Object point labels:
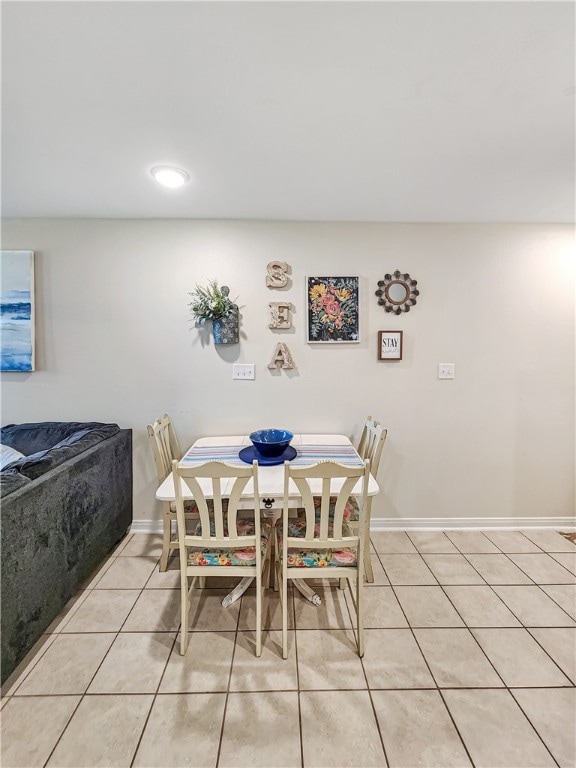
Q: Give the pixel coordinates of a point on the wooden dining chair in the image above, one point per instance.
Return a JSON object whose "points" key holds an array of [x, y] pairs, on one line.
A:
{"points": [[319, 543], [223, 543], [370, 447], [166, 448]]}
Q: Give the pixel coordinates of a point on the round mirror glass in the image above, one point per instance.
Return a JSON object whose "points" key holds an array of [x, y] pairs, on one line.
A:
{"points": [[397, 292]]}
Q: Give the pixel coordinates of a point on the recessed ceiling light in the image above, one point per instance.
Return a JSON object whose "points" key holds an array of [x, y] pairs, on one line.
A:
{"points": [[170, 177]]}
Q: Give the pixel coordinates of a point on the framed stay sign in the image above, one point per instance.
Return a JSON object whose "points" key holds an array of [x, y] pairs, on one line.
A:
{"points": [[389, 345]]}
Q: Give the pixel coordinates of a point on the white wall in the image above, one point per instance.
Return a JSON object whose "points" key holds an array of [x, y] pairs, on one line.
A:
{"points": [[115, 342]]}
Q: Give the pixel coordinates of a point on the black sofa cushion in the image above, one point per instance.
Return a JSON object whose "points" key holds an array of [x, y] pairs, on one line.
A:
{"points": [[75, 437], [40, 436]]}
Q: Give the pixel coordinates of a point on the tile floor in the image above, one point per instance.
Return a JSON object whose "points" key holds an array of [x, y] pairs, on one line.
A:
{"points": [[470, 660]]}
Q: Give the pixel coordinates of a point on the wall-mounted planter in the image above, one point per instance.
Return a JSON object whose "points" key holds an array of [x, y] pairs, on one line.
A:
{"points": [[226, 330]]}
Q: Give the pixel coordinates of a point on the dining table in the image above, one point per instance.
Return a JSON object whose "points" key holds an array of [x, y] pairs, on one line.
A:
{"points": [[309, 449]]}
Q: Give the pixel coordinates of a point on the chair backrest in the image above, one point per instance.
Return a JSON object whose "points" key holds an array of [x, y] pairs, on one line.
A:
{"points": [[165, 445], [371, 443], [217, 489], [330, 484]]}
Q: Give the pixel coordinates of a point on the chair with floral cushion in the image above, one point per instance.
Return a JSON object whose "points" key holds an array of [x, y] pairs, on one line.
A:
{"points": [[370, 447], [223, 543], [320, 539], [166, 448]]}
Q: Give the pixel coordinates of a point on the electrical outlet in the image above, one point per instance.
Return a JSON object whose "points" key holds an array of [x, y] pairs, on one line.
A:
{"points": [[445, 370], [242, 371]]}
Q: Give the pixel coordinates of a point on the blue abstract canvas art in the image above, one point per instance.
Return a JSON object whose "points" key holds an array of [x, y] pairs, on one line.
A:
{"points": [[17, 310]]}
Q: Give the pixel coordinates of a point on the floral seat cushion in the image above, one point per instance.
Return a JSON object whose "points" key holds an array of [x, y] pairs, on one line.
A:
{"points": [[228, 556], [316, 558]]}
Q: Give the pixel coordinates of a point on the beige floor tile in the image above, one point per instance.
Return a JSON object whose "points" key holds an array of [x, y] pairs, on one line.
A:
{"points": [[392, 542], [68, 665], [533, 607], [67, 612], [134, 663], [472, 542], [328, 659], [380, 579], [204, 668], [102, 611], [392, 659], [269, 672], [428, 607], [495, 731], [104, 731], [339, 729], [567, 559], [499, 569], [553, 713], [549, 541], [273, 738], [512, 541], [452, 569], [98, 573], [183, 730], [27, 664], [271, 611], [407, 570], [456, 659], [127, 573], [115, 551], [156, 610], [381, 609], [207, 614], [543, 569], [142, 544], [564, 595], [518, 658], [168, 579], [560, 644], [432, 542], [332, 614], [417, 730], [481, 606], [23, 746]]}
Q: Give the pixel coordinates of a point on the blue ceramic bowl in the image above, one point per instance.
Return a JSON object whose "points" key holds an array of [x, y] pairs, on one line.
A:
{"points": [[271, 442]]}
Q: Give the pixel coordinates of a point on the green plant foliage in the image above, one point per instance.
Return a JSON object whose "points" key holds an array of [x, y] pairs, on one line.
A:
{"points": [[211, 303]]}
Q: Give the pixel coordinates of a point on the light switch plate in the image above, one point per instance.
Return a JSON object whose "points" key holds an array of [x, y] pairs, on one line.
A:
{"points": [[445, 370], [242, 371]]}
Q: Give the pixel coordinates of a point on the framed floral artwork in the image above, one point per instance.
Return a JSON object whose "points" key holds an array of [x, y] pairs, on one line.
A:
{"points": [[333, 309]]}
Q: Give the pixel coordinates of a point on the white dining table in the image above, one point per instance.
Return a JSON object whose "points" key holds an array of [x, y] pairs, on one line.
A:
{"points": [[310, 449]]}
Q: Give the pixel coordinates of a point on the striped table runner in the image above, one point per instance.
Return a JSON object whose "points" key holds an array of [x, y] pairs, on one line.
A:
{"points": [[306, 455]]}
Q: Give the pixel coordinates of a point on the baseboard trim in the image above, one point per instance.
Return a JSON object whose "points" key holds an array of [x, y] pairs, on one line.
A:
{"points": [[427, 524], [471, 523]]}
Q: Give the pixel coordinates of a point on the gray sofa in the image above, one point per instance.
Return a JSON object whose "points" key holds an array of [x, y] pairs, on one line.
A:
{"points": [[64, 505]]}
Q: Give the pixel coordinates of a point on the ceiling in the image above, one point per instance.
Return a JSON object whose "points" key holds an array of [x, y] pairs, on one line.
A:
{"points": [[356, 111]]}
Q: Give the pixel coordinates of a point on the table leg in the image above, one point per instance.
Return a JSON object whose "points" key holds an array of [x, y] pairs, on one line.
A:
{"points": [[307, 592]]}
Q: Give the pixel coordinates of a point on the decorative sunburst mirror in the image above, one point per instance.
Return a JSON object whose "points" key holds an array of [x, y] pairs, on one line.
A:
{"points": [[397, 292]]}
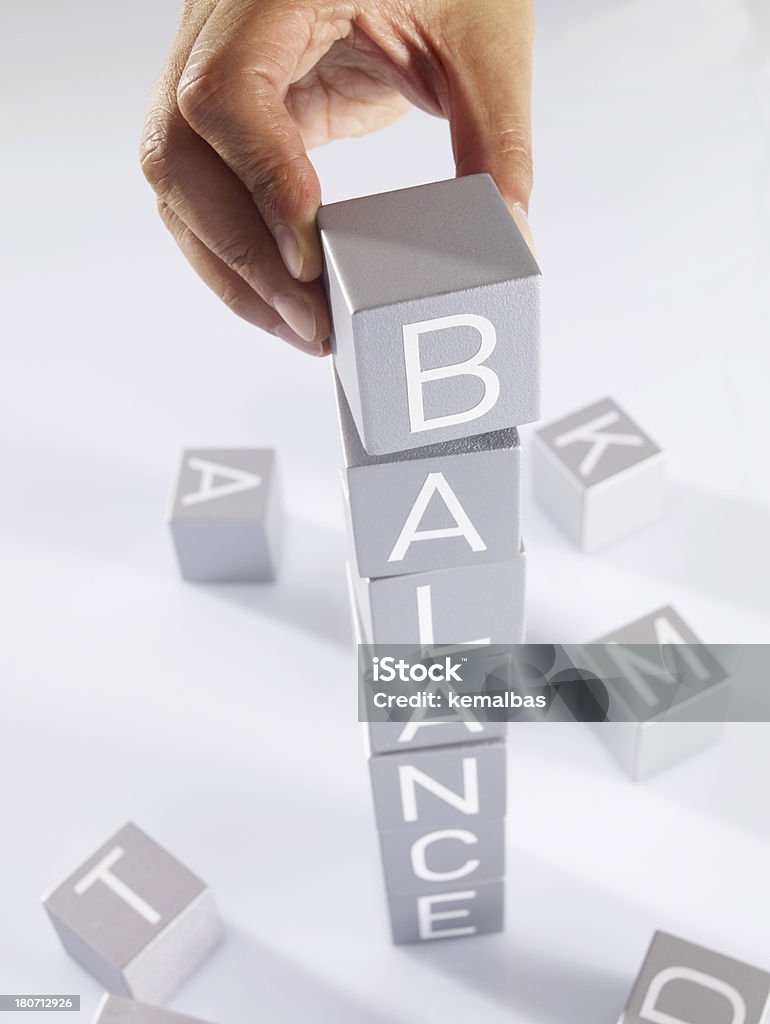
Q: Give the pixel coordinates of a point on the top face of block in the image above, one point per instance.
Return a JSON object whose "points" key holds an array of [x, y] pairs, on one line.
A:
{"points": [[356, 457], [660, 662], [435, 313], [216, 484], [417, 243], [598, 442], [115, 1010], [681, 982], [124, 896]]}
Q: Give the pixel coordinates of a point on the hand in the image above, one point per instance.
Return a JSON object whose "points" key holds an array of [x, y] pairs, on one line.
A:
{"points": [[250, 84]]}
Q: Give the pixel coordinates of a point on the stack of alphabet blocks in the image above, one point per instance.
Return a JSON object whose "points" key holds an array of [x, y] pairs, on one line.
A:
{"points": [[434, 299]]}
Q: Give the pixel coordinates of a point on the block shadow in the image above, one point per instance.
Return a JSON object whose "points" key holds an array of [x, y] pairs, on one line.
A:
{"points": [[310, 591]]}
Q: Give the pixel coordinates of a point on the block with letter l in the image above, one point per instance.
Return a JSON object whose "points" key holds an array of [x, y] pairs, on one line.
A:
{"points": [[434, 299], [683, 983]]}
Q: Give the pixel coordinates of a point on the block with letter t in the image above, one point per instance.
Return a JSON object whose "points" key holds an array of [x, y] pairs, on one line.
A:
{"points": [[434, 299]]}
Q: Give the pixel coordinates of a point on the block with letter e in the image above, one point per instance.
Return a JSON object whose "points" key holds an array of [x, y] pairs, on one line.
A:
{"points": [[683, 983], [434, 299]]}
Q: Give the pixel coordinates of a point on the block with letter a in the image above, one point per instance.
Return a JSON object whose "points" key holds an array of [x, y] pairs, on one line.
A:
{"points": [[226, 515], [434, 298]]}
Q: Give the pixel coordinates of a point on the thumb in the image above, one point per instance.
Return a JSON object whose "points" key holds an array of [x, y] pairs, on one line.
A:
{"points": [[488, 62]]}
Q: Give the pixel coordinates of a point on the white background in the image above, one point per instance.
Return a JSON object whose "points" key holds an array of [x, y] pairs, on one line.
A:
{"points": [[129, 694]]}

PROBLEM REQUIREMENTS: Leave out the pictures and transcribe the entries above exactly.

THE COMPLETED TASK:
Q: Give the pixel coordinates of a point on the wooden dining chair in the image above, one point per instance.
Return a JSON object whose "points" key holds an array of [x, y] pairs, on one line.
A:
{"points": [[319, 543], [223, 543], [370, 447], [166, 448]]}
Q: Give the pixel coordinates of a point on the round mirror glass in the image above, one point per instance.
Return a JSON object whose "points" key holds an array of [x, y] pairs, on one line.
A:
{"points": [[397, 292]]}
Q: Give the pixel coordinates of a point on the recessed ceiling light in the image above, one point per instance.
Return a JSON object whose "points" key holds an array of [x, y] pairs, on one line.
A:
{"points": [[170, 177]]}
Q: Give the pixel coordinates of a point on the framed stay sign in the image above, one point per instance.
Return a JSON object whose "points" key holds an array of [x, y] pairs, on one line.
A:
{"points": [[389, 345]]}
Q: Give the pixel coordinates of a point on the white wall in the image above, one point per instance.
Return a JSON object whose "points" key holds an array of [x, y] pairs, on one line.
A:
{"points": [[115, 342]]}
Q: Give the pixel coordinates of a point on the black sofa cushion in the image above, one point per instance.
Return a JSON object whose "points" key holds an array of [x, y] pairs, on one line.
A:
{"points": [[75, 437], [40, 436]]}
Q: Give the pixel coordinates of a point on the tile floor in the image above, one point per instance.
Return a JSON object whose "points" key holds an array of [x, y] pairs, on one line.
A:
{"points": [[470, 660]]}
Q: Give the pixel coordinates of a point on the wall-mounted planter in the image above, one point per instance.
Return a JSON object whose "points" key holds an array of [x, y] pairs, on one line.
A:
{"points": [[226, 330]]}
Q: Give the pixel coordinates of a point on the dining table in the image above, one point per instance.
Return a JSON object whose "points" key holds an array of [x, y] pairs, on one line.
A:
{"points": [[309, 449]]}
Q: Give the pixel coordinates of a point on the chair backrest in the image above, one point per instance.
Return a JSON object whose "points" key holds an array of [x, y] pairs, on one line.
A:
{"points": [[165, 445], [371, 443], [217, 489], [330, 484]]}
Q: Give the pixel coordinates of a point on the chair with floral cushion in the image above, one point per instance.
Return a JSON object whose "points" key holds an array of [x, y] pairs, on one line.
A:
{"points": [[370, 447], [223, 543], [320, 539], [166, 448]]}
Q: Give the pixel coordinates of a point on the electrical outlet in the image above, one point per instance.
Return a JSON object whose "points" key holds an array of [x, y] pairs, on one line.
A:
{"points": [[445, 370], [242, 371]]}
Q: Give the pixel coordinates of a point on the blue abstract canvas art in the image above, one point per instance.
Return a JSON object whose "points" key holds an array of [x, y] pairs, on one line.
A:
{"points": [[17, 310]]}
Q: Give the pixel coordinates of a point on the floral seat cushion in the image above, one point per instance.
Return a JSON object whose "points" key holds an array of [x, y] pairs, on one line.
A:
{"points": [[228, 556], [316, 558]]}
Q: Give the pixel coordinates of a point on the beige floor tile in the image above, one point per instance.
Return a JSON object whose "points" key holds an array of [x, y] pairs, on one line.
A:
{"points": [[392, 542], [68, 665], [533, 607], [67, 612], [134, 663], [472, 542], [328, 659], [380, 579], [204, 668], [102, 611], [392, 659], [269, 672], [428, 607], [495, 731], [104, 731], [339, 729], [567, 559], [499, 569], [553, 713], [549, 541], [273, 738], [512, 541], [452, 569], [98, 573], [183, 730], [27, 664], [271, 611], [407, 570], [456, 659], [127, 573], [115, 551], [156, 610], [381, 609], [207, 614], [543, 569], [142, 544], [564, 595], [518, 658], [168, 579], [560, 644], [432, 542], [332, 614], [417, 730], [481, 606], [23, 746]]}
Q: Give the pixel coordinates of a point on the blue ceramic bowl in the image above, one point per instance.
Return a JSON object whose "points" key holds an array of [x, y] pairs, on one line.
A:
{"points": [[271, 442]]}
Q: Give the pixel coordinates of a point on the green plant foliage in the image above, one point per instance.
Return a JSON object whose "points" key holds an array of [x, y] pairs, on one line.
A:
{"points": [[211, 303]]}
Q: Give the pixel coordinates of a point on the light switch plate in the image above, one point per instance.
Return a JSON object whose "points" key holds an array of [x, y] pairs, on one line.
A:
{"points": [[445, 370], [242, 371]]}
Q: Give the pixel coordinates of a point on the framed floral artwork in the image above, one point per instance.
Return a JSON object whose "points" key holds an array of [x, y] pairs, on one line.
A:
{"points": [[333, 309]]}
Q: Give the pixel coordinates of a point on the white dining table in the image above, one point per instance.
Return a JSON object whose "points" key holds an array of [x, y] pairs, on one line.
A:
{"points": [[310, 449]]}
Q: Give the pixel coordinates of a point on the striped table runner in the image above, one point per instance.
Return a JSON object whose "points" key holds an array of [x, y] pairs, on one line.
A:
{"points": [[306, 455]]}
Q: Give the pixel coordinates of a point on the baseboard trim in the image above, one point per instance.
Return a JSON object whose "points" key holds an array of [x, y] pairs, on one line.
A:
{"points": [[427, 524], [471, 523]]}
Q: Give the pixel coordinates of a point on the gray sofa in the image above, one point per instance.
Return a JSON object whose "points" key holds an array of [x, y] pairs, on one line.
A:
{"points": [[64, 505]]}
Q: Give the pixel coordinates of a point on the ceiling in the image above, one point per instance.
Return a JSON object whose "points" key holds an array of [x, y] pairs, on one line.
A:
{"points": [[356, 111]]}
Q: Give the pixel coordinates of a point on the table leg in the image above, one point per instance.
Return a JSON object whose "points" key holds an array of [x, y] pairs, on one line.
A:
{"points": [[307, 592]]}
Q: Give the pixel coordinates of a point on the decorative sunburst mirror in the image above, one point per instance.
Return a JSON object whose "points" key holds an array of [x, y] pairs, on one line.
A:
{"points": [[397, 292]]}
Q: Give the pixel coordinates of a point on the top face of block in the image above, one point per instance.
Return a JSON object whose "points" key holds an array of [x, y] pairs, on one line.
A:
{"points": [[356, 457], [660, 662], [435, 313], [216, 484], [417, 243], [598, 442], [115, 1010], [681, 982], [124, 896]]}
Q: Give the pixel coordinates of a point on the hand in the image above, one point per instance.
Return a JSON object whose "points" key holds an array of [x, y] pairs, on one line.
A:
{"points": [[250, 84]]}
Q: Give the pixel coordinates of a point on the stack of alphabet blocks in the image above, one point per instance.
Return a JSON object whose "points" key holds an array of [x, y] pairs, on one line.
A:
{"points": [[434, 299]]}
Q: Give the pixel coordinates of a point on the block shadow in the image above, one point per instance.
Return a JSON object whose "points" key holds an array of [x, y] pairs, on one line.
A:
{"points": [[310, 591]]}
Q: Give the pixel coordinates of a point on the block with letter l in the image above, one point per instance.
Return a JSON object whose "points" key holds an array of [x, y] pairs, on one line.
A:
{"points": [[434, 299], [683, 983]]}
Q: Give the pixel coordinates of a point on the block with letter t in the image above, one point per instance.
Return a JSON object whose "points" key holds an array of [x, y] pairs, on one line.
A:
{"points": [[434, 299]]}
Q: Give the pixel coordinates of a point on the block with letter e in the image above, one point per instance.
Return a JSON object whose "points" key holds an array of [x, y] pairs, on one line.
A:
{"points": [[683, 983], [434, 299]]}
Q: Give the pixel coordinates of a point on the block with letter a in the image above, one point per instance.
Return a JSON object whose "points" key holds an array of [x, y] pairs, on one line.
A:
{"points": [[226, 515], [434, 298]]}
Q: Give the pixel coordinates of a point on the thumb in the image above, one point per instance.
Return a JSON object whose "points" key holds an array of [x, y] pairs, on one line.
A:
{"points": [[488, 62]]}
Q: Give the pixel coordinates of a point on the white background in the image above, one point per instance.
Return a JSON object whose "points" key holds an array of [x, y] pairs, on one line.
A:
{"points": [[129, 694]]}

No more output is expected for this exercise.